— begin RECORD LIST —

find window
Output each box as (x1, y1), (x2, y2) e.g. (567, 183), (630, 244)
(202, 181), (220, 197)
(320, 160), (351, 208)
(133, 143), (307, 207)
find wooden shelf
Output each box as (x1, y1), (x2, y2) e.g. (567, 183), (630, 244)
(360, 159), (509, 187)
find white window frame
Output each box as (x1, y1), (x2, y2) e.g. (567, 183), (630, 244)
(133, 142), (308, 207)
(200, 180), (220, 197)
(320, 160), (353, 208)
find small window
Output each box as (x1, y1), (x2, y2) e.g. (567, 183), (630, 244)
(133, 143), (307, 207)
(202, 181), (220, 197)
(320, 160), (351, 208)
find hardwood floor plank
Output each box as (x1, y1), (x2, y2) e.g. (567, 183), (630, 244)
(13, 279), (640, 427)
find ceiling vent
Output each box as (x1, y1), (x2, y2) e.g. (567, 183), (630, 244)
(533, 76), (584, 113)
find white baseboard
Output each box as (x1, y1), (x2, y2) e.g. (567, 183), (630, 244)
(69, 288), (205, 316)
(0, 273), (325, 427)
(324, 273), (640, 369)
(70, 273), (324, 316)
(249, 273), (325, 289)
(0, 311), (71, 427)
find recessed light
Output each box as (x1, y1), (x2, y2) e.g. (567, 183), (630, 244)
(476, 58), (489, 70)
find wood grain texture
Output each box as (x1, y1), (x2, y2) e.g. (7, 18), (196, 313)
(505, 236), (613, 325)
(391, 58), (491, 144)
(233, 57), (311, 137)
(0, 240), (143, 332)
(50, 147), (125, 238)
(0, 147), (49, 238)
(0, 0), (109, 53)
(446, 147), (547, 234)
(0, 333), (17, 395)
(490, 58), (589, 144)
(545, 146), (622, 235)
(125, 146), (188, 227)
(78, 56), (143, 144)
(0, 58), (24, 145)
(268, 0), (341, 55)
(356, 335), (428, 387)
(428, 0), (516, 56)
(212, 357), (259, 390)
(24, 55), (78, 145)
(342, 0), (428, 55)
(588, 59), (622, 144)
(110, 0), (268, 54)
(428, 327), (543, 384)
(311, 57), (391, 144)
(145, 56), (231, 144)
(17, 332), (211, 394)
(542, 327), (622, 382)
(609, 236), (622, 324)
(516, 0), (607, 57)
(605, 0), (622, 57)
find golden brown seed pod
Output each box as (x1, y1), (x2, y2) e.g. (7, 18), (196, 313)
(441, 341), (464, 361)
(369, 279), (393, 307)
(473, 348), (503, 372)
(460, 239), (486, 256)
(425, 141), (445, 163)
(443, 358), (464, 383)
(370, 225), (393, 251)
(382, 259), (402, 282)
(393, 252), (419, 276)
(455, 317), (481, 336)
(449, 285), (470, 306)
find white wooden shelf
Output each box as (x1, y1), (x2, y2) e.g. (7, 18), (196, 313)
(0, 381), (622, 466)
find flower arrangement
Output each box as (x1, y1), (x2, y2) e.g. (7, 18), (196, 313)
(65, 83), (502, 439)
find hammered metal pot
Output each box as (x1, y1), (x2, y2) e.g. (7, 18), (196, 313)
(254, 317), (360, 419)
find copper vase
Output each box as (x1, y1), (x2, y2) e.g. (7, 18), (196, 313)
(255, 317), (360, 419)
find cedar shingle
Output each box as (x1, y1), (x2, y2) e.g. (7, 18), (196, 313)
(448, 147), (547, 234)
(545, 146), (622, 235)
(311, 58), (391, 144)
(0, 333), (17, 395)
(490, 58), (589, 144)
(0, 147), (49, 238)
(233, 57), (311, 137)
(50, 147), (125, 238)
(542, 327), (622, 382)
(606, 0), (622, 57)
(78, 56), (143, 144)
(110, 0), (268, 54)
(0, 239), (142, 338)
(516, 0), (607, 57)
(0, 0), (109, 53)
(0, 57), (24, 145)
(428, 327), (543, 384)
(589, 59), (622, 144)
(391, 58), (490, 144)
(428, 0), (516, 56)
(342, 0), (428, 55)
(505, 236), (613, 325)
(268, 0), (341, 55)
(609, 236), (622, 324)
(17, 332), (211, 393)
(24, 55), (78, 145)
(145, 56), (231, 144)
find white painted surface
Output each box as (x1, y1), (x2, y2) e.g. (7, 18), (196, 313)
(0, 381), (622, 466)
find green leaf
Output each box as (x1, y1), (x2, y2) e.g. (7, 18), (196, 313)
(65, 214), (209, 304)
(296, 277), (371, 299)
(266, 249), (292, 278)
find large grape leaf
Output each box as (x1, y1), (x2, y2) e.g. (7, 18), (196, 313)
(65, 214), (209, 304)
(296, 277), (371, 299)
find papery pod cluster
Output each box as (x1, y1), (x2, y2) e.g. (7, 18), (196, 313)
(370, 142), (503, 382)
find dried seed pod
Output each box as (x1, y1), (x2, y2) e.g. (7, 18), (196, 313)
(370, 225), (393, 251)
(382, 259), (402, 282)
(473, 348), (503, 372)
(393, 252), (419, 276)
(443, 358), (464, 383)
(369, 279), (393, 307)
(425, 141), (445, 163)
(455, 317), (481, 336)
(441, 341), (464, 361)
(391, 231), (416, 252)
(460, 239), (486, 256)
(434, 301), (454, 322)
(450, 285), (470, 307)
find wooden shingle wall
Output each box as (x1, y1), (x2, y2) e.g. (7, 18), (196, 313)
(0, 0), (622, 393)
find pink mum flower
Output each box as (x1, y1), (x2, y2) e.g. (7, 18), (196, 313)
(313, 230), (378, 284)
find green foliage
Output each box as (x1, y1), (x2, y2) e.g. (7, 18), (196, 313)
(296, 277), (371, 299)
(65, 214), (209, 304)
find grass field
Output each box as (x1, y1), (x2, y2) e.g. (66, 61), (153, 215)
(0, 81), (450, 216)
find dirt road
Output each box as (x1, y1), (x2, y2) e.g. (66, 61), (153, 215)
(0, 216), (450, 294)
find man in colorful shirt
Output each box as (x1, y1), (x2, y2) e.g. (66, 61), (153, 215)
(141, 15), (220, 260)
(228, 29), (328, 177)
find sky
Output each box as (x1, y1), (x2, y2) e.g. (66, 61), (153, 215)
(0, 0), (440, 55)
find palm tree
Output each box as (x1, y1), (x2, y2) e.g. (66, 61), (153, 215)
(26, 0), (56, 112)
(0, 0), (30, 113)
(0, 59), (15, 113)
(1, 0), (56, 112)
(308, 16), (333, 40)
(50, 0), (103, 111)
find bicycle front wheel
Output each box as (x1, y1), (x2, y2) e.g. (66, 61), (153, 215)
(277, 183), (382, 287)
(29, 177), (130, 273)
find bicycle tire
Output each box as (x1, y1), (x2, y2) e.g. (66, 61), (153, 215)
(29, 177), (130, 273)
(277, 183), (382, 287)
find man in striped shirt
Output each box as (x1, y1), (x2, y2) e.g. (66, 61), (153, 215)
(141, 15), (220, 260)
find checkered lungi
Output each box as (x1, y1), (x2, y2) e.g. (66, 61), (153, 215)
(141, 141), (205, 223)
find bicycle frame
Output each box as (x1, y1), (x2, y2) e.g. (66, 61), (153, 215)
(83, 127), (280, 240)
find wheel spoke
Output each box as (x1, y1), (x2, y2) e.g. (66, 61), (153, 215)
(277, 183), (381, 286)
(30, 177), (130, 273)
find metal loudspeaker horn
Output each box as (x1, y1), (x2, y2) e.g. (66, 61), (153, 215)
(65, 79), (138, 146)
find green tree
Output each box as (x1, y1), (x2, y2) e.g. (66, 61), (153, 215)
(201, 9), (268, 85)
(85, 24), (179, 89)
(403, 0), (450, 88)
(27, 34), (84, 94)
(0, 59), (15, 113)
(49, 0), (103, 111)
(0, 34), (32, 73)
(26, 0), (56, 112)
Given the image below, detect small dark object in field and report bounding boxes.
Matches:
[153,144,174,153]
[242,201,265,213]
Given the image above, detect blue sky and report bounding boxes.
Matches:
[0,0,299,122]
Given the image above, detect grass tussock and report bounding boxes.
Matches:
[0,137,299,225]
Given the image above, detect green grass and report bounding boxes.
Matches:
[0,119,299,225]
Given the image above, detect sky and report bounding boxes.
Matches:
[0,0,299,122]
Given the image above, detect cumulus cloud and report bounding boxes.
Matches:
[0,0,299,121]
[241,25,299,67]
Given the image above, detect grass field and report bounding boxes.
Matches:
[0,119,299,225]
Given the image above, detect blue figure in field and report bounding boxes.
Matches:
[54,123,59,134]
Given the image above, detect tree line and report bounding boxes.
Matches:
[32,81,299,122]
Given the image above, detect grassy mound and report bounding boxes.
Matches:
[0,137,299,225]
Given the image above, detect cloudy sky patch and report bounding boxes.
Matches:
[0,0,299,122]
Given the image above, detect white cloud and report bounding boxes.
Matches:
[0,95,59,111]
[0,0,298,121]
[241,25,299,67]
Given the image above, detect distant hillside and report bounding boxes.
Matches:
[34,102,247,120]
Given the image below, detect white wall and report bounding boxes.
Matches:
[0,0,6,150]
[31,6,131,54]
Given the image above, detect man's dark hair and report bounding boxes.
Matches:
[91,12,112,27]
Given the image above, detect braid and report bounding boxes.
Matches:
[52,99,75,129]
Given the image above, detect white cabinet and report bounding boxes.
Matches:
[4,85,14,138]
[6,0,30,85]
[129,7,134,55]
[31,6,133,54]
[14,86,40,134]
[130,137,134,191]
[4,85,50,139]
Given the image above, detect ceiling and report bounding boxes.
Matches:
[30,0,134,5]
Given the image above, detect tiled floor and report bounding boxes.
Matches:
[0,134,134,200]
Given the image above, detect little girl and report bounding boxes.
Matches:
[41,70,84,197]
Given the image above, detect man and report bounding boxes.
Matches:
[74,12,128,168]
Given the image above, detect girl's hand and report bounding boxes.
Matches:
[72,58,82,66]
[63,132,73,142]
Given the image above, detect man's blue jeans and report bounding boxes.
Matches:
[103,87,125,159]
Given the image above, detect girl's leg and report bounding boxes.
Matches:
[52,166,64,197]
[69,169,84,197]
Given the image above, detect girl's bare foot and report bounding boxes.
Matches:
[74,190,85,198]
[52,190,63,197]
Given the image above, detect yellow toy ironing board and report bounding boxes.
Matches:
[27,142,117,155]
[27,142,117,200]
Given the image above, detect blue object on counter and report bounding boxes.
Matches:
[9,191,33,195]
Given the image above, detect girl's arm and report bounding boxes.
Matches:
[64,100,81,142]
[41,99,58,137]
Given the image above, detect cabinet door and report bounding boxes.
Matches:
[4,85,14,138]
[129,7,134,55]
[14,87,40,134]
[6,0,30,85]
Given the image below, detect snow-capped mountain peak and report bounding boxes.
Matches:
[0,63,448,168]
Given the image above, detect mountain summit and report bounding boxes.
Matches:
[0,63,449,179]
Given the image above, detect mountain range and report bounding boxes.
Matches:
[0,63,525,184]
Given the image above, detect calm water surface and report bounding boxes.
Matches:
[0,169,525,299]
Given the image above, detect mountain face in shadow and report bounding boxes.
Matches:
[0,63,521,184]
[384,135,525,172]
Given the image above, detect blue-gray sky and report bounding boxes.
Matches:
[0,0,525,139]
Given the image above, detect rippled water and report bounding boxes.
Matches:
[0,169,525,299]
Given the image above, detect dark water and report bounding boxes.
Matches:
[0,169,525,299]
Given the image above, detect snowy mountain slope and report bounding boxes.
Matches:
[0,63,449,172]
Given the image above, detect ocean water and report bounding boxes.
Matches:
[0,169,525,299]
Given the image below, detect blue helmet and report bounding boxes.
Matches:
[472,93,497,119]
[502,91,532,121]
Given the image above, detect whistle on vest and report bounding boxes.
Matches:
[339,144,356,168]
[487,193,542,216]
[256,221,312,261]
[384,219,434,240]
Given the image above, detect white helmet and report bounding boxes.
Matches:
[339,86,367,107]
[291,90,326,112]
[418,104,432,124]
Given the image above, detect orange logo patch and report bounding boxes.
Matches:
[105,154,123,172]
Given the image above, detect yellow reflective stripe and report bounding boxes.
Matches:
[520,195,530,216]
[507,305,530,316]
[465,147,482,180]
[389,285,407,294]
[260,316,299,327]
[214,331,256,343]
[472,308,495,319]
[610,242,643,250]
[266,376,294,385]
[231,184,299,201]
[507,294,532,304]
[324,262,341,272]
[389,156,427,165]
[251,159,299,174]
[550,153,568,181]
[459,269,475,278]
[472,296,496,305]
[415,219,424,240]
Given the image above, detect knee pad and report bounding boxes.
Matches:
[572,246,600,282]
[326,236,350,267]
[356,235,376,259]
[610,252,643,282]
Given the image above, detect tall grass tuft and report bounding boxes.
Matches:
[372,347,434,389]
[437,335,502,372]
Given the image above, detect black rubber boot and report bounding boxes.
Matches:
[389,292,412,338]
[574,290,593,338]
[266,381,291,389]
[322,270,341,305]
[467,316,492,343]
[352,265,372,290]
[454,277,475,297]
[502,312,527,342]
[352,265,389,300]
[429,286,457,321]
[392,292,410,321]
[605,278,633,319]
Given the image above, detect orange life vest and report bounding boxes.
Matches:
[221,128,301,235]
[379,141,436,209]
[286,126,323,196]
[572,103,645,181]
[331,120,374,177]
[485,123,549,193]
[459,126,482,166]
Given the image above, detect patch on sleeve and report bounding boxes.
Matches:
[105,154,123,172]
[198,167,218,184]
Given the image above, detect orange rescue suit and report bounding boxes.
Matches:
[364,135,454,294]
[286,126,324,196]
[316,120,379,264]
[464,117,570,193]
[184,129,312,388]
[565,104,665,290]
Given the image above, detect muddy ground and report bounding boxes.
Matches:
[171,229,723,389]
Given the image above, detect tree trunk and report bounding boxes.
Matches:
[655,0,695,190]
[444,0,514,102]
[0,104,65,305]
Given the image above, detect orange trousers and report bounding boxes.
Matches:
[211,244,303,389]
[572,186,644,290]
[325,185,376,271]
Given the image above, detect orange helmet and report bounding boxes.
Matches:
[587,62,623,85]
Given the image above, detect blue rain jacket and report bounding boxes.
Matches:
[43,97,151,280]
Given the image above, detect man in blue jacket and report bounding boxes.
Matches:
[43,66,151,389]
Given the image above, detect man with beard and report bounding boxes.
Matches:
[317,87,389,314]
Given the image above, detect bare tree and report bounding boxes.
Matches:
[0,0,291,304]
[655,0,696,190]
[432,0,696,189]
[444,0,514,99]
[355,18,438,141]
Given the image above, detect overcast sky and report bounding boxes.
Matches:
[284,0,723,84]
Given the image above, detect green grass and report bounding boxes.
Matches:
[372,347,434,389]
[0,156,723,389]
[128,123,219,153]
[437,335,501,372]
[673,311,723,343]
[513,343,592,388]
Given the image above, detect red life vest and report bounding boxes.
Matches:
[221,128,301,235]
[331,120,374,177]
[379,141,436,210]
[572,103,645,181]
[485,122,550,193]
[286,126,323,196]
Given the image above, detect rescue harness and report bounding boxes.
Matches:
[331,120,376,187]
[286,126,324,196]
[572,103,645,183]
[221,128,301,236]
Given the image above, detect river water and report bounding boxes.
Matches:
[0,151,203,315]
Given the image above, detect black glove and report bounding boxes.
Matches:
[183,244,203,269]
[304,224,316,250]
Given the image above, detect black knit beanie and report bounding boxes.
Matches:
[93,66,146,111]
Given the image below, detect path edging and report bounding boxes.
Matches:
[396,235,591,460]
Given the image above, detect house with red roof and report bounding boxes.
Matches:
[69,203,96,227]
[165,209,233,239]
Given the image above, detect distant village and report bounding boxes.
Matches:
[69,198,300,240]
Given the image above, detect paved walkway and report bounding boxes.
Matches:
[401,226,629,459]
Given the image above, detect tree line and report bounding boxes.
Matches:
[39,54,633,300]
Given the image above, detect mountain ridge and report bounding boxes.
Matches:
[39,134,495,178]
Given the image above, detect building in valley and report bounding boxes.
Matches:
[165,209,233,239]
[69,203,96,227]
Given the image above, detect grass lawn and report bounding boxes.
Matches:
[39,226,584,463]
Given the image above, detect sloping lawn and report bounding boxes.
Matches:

— end RECORD LIST —

EXERCISE: Copy the rows above word for word, everything from the line containing "find white baseboard" down to the line containing "(605, 0), (622, 57)", including both of those lines.

OUTPUT FOR THIS EXERCISE:
find white baseboard
Output each box as (x1, y1), (x2, y2) e.g. (567, 183), (630, 244)
(69, 288), (205, 316)
(0, 273), (325, 427)
(324, 273), (640, 369)
(70, 273), (324, 316)
(249, 273), (325, 289)
(0, 311), (71, 427)
find recessed light
Output each box as (x1, y1), (x2, y2) e.g. (567, 183), (630, 244)
(476, 58), (489, 70)
find wood grain texture
Output each box as (x1, y1), (x2, y2) e.g. (7, 18), (196, 313)
(505, 236), (613, 325)
(391, 58), (491, 144)
(233, 57), (311, 137)
(0, 240), (143, 332)
(50, 147), (125, 238)
(0, 147), (49, 238)
(0, 0), (109, 53)
(446, 147), (547, 234)
(0, 333), (17, 395)
(490, 58), (589, 144)
(545, 146), (622, 235)
(125, 146), (188, 227)
(78, 56), (143, 144)
(0, 58), (24, 145)
(268, 0), (341, 55)
(356, 335), (428, 387)
(428, 0), (516, 56)
(212, 357), (259, 390)
(24, 55), (78, 145)
(342, 0), (428, 55)
(588, 59), (622, 144)
(110, 0), (268, 54)
(428, 327), (543, 384)
(311, 57), (391, 144)
(145, 56), (231, 144)
(17, 332), (211, 394)
(542, 327), (622, 382)
(609, 236), (622, 324)
(516, 0), (607, 57)
(605, 0), (622, 57)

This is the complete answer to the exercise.